### [PROBLEMS TO WORK ON]
(1) Output everything in the bulk-subdomain note from "Customer experience is" down to "(explicit _dmarc.send also published)".
(2) Write the next section of the bulk-subdomain note, starting immediately after its final line.

### [SOURCE EXTRACT]

┌──

Bulk subdomain: send.performancewest.net (2026-06-19)

Why: isolate bulk/cold-campaign sending reputation from the root domain. The root domain carries transactional/verification/receipt mail (via co.carrierone.com relay + the .71 default egress) and must stay clean; cold campaigns are inherently reputation-risky. Industry-standard (SendGrid/Mailchimp/etc.) split.

Customer experience is unchanged: From is the subdomain, but Reply-To stays info@performancewest.net, so replies land in the real inbox and look normal.

Piece Value
Trucking From Performance West <noreply@send.performancewest.net>
Healthcare From Performance West Compliance <compliance@send.performancewest.net>
Reply-To (both) info@performancewest.net
DKIM selector send (send._domainkey.send.performancewest.net), 2048-bit
SPF v=spf1 ip4:207.174.124.94 ip4:207.174.124.107 -all
DMARC inherits root p=reject (explicit _dmarc.send also published)
MX / Return-Path co.carrierone.com (bounces)
Egress IPs .94 (trucking) / .107 (HC) — unchanged

Code: from_email is set in scripts/build_trucking_campaigns.py (FROM_EMAIL, env CAMPAIGN_FROM) and scripts/build_healthcare_campaigns_cron.py (FROM_EMAIL, env HC_CAMPAIGN_FROM). Bounce-watchers (scripts/bounce-watcher.sh, scripts/hc-bounce-watcher.sh) track the new subdomain sender (and keep the legacy root sender so the pre-cutover queue drains).

Infra: OpenDKIM signs both domains — see infra/ansible/roles/mail (opendkim_signing_domains list generates per-domain keys + KeyTable/SigningTable). DNS published on the Hestia master (see DNS automation note below). Verified end-to-end 2026-06-19: a test send signs d=send.performancewest.net; s=send; and egresses out05/.94.

Listmonk global app.from_email was also updated in both DBs as a fallback for any UI/test send that doesn't set From explicitly.

⚠️ The subdomain starts at NEUTRAL reputation (not negative, not warm). It still needs the same warm-up discipline: steady low volume to engaged recipients. It is NOT a magic reset — but it protects the root domain and starts cleaner than the damaged root.


Sending architecture (after 2026-06-18/19 consolidation)

└──

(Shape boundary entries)
┌──

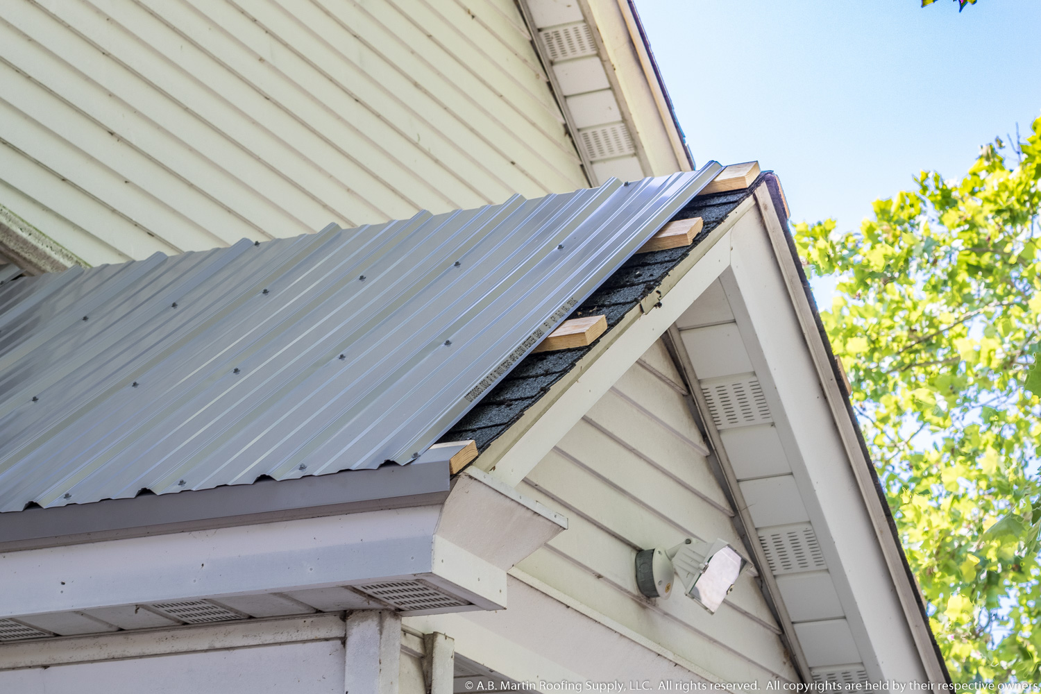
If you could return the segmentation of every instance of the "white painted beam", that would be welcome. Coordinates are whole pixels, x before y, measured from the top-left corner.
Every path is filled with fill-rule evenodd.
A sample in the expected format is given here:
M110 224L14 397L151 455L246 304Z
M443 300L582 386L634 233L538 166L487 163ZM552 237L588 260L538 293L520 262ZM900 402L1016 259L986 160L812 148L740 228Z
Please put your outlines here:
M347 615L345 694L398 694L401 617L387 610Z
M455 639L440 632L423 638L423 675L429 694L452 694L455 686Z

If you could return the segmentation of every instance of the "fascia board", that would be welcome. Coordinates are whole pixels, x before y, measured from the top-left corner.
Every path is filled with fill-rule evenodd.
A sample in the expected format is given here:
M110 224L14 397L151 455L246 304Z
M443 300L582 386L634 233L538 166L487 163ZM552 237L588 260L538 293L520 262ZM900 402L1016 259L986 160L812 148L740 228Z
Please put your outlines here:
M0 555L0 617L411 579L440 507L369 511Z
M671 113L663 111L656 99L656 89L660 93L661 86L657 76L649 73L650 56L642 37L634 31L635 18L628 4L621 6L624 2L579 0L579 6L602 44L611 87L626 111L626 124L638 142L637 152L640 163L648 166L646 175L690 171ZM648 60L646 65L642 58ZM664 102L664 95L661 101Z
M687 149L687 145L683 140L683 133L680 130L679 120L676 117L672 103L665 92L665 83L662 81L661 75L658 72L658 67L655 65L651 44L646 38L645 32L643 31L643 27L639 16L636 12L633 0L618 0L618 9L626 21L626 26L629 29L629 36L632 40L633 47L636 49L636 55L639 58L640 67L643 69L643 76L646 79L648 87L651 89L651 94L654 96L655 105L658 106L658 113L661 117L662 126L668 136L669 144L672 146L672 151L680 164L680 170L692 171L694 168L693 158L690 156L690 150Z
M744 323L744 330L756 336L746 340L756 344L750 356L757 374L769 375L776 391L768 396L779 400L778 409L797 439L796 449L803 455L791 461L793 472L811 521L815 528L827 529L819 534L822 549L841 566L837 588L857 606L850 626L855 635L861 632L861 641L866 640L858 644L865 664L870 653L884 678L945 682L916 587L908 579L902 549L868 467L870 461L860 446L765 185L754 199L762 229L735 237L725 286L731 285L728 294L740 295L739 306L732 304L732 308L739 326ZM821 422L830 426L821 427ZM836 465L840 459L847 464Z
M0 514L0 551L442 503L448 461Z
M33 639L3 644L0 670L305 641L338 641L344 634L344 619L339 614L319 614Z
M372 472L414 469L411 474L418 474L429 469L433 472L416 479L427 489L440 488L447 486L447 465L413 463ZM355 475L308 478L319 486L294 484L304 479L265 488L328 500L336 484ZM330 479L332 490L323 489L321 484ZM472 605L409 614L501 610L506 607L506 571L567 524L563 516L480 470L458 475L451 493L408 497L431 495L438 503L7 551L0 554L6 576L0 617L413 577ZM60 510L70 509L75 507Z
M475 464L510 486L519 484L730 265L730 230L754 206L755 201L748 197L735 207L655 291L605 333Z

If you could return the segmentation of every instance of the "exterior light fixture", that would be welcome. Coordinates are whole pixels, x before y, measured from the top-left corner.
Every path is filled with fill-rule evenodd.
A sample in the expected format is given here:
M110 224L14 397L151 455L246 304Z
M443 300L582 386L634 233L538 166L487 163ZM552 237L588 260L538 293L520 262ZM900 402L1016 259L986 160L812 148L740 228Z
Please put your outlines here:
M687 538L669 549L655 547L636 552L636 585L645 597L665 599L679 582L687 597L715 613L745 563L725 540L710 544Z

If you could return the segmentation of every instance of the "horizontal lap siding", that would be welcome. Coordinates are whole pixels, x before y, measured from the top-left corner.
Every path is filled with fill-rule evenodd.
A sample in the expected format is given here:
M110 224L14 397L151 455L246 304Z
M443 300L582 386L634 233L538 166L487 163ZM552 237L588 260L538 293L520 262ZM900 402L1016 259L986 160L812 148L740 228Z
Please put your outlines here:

└──

### [FINAL RESULTS]
(1)
Customer experience is unchanged: From is the subdomain, but Reply-To stays info@performancewest.net, so replies land in the real inbox and look normal.

Piece Value
Trucking From Performance West <noreply@send.performancewest.net>
Healthcare From Performance West Compliance <compliance@send.performancewest.net>
Reply-To (both) info@performancewest.net
DKIM selector send (send._domainkey.send.performancewest.net), 2048-bit
SPF v=spf1 ip4:207.174.124.94 ip4:207.174.124.107 -all
DMARC inherits root p=reject (explicit _dmarc.send also published)

(2)
Stream IP PTR / HELO Path
Trucking (listmonk) 207.174.124.94 mta05.performancewest.net listmonk -> :25 -> randmap:{out05:}
Healthcare (listmonk-hc) 207.174.124.107 hcmta01.performancewest.net listmonk-hc SMTP server 1 -> :2526 -> hcout1
Transactional / verification 207.174.124.71 + co.carrierone.com (.15) perfwest default smtp_bind_address (.71) + :587 relay (.15)
Yahoo/AOL trickle 207.174.124.90 mta01 yahooslow transport (hash:transport)
Retired (torched May 30-31) .91 / .92 / .93 mta02-04 rehab02-04 — pw-ip-rehab cron DISABLED 2026-06-19
Dormant (re-expand later) .95-.105, .108-.109 mta06-17, hcmta02-03 disabled

Root SPF (trimmed 2026-06-19): v=spf1 a mx ip4:207.174.124.15 ip4:207.174.124.94 ip4:207.174.124.107 -alla=.71, mx=co.carrierone.com(.15), plus the two bulk IPs. The old 21-IP record was a snowshoe signal; this matches carrierone.com's tight style.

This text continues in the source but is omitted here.